SHORT TASK A
How would you put this sentence from the debt restructuring excerpt into Spanish: "The “Company Proposal” contemplate $750.0mm of takeback debt and $300.0mm of new senior money allocated in a single silo facility, and an option for a full repayment of the Asia Offshore Drilling ("AOD") facility."?

SOURCE EXCERPT
■ ■ ■ ■
The “Company Proposal” contemplate $750.0mm of takeback debt and $300.0mm of new senior money allocated in a single silo facility, and an option for a full repayment of the Asia Offshore Drilling ("AOD") facility.
- Secured Credit Facilities to receive $750.0mn of takeback debt allocated to the Existing Secured Credit Facilities [with ability to participate in a $[300.0]mn new money raise offered to holders of the Existing Secured Credit Facilities]
- Principal amount of takeback debt subject to reduction through AOD election mechanism described below
- 99% of the restructured equity allocated to the Secured Credit Facilities (subject to dilution from equity kicker for new money and MIP)
■ ■ ■ ■
[Coordinate labeling entries]
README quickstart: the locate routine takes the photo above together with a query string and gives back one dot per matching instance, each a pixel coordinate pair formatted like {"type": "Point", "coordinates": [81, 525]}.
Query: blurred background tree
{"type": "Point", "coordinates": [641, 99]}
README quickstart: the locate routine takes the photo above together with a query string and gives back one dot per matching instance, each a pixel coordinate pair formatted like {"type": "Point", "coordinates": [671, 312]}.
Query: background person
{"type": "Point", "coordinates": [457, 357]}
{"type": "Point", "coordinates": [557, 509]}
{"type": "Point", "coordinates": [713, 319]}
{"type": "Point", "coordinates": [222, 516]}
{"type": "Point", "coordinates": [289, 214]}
■ ■ ■ ■
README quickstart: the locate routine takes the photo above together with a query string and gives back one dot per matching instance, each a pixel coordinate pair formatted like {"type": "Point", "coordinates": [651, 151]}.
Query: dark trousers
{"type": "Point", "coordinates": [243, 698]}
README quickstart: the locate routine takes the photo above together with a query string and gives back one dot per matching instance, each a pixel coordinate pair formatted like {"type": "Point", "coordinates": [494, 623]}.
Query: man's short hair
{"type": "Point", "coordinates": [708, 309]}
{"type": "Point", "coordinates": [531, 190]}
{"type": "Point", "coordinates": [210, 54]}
■ ■ ■ ■
SHORT TASK B
Which lines of the entries contain the string "background"? Pick out each one and copy it.

RIGHT ANSWER A
La «Propuesta de la Compañía» contempla 750,0 millones de dólares de deuda de canje y 300,0 millones de dólares de nuevo financiamiento senior asignados en una única línea de crédito tipo silo, y una opción de reembolso total de la línea de crédito de Asia Offshore Drilling («AOD»).

RIGHT ANSWER B
Query: blurred background tree
Query: background person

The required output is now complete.